**WHAT THE EXERCISE ASKS:**
Please pull out and copy every line of the records that contains the word "player". Case counts, so match it only with the same capitalization.

**Excerpts from a segmentation dataset:**
※ ※ ※

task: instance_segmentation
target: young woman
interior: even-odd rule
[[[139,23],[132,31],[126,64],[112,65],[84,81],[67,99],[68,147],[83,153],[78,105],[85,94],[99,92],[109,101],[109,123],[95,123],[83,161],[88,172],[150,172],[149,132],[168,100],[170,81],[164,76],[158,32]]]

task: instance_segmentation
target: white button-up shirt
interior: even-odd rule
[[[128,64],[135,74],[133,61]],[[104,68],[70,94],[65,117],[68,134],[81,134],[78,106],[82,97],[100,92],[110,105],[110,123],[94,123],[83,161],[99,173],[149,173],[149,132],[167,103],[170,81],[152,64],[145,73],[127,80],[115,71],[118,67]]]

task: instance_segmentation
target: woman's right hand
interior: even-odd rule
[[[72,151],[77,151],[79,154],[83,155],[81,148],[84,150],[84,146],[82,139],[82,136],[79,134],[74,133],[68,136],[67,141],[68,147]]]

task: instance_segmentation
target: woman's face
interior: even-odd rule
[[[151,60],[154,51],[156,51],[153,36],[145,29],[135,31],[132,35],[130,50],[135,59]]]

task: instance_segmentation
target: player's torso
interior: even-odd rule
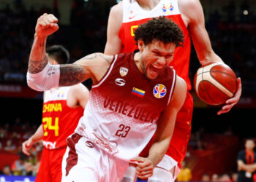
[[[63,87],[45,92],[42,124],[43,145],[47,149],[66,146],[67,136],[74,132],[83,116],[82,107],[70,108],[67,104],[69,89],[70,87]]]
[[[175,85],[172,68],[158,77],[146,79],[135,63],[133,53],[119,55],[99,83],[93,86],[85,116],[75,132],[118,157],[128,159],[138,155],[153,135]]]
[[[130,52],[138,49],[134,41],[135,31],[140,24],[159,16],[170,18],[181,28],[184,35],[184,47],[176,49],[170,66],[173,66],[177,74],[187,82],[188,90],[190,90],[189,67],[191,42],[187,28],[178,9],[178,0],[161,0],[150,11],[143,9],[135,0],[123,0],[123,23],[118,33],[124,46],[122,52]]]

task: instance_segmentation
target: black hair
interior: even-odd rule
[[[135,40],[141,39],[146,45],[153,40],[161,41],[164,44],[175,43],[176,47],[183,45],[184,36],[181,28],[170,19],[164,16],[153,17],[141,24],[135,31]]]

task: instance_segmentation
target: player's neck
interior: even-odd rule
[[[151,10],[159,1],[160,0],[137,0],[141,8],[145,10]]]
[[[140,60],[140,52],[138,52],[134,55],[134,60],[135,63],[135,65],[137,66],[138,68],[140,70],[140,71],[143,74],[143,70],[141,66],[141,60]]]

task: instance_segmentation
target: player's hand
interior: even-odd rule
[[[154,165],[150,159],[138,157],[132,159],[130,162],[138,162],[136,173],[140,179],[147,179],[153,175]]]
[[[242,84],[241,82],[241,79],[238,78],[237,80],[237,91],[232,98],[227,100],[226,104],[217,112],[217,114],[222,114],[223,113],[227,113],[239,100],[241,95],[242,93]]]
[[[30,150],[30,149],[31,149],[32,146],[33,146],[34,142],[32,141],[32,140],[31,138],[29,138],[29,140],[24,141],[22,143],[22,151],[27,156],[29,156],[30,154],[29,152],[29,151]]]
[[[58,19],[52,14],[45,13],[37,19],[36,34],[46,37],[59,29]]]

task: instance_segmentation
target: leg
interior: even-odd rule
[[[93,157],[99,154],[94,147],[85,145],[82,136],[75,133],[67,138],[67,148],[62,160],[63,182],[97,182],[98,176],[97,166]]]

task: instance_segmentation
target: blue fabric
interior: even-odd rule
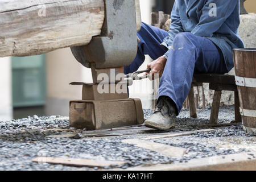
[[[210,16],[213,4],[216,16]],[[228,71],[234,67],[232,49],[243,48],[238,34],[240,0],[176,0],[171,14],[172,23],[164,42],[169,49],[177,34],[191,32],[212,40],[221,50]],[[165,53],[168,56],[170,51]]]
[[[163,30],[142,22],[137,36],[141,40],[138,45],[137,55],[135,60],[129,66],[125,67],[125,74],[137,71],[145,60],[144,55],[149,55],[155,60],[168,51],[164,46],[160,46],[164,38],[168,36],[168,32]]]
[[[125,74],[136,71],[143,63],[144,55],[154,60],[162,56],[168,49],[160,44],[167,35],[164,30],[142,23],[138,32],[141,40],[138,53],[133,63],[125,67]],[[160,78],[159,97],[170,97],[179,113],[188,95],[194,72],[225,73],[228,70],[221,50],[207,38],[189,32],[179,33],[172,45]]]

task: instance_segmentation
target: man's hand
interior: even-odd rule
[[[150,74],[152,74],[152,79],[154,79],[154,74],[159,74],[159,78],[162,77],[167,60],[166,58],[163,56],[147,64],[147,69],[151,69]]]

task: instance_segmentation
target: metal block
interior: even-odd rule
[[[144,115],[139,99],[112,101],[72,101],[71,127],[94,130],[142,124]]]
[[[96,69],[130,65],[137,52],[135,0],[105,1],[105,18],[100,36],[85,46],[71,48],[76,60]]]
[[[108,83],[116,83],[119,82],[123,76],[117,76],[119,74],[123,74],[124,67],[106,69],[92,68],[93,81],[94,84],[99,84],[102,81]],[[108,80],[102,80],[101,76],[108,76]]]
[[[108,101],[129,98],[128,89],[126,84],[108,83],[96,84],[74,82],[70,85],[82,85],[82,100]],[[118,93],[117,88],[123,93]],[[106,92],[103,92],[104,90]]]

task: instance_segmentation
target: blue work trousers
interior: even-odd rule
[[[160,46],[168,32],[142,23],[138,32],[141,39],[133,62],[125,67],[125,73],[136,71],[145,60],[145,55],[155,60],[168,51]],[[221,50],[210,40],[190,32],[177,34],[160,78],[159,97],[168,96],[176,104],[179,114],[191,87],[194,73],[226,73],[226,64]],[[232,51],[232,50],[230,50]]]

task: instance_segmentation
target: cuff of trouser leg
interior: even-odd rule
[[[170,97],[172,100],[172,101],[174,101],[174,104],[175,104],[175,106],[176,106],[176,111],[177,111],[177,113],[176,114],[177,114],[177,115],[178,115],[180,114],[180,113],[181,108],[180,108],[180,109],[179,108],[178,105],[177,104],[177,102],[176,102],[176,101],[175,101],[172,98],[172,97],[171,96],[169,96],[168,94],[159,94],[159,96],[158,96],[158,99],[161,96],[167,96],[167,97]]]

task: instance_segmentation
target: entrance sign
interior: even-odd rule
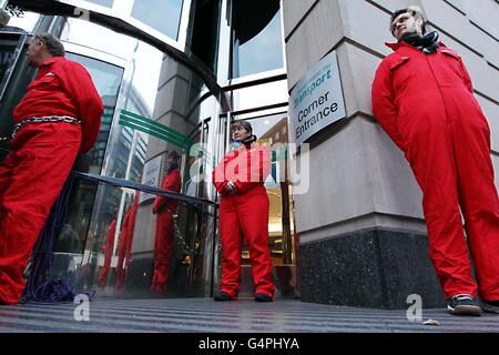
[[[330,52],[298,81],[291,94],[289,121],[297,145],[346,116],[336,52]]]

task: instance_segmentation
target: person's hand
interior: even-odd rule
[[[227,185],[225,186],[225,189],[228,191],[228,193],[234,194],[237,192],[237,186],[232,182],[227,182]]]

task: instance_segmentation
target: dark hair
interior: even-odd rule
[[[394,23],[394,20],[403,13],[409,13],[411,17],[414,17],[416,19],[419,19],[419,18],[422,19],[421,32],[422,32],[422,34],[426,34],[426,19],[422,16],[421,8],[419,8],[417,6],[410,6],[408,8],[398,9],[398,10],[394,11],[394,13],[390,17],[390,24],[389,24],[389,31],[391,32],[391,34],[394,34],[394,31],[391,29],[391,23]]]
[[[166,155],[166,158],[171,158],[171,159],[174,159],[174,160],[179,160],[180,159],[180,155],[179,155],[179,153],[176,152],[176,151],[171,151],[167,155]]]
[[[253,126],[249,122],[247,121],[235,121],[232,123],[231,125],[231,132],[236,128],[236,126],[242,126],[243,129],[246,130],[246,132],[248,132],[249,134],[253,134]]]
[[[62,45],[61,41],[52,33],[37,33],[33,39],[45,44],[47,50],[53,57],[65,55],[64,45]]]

※ ※ ※

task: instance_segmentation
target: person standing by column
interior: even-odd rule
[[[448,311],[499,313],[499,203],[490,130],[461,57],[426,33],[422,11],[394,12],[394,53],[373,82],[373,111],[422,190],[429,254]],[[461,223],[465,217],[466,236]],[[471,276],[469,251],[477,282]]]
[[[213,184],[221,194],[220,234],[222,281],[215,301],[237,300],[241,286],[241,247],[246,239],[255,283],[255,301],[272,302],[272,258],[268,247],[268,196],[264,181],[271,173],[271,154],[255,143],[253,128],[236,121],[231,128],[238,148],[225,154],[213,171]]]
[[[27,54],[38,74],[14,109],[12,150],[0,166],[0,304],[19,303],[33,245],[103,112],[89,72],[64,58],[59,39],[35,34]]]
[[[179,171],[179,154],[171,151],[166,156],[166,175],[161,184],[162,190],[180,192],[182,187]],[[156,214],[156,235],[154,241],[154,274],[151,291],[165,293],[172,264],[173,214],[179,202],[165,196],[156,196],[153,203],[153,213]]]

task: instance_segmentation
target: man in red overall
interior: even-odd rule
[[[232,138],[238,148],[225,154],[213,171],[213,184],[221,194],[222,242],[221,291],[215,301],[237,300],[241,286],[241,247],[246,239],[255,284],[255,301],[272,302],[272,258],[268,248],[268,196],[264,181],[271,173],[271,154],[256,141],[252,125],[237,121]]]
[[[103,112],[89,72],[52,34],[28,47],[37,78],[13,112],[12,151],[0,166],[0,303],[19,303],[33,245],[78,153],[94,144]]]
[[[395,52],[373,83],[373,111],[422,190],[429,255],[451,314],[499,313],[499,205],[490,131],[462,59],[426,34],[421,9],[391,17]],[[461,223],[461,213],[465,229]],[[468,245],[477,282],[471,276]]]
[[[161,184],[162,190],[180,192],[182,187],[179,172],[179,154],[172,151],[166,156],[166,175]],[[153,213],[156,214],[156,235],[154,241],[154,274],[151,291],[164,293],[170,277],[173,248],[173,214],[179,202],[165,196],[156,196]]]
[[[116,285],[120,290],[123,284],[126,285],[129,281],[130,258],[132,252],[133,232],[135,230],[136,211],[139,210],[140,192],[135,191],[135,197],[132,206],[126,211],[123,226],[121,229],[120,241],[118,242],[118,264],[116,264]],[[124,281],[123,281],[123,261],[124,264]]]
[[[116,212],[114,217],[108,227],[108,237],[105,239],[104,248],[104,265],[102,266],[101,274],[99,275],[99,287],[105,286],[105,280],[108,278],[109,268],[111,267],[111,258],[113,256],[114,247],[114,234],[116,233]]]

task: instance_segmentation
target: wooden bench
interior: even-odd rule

※ ※ ※

**EXERCISE ANSWER:**
target: player's torso
target: player's neck
target: player's hand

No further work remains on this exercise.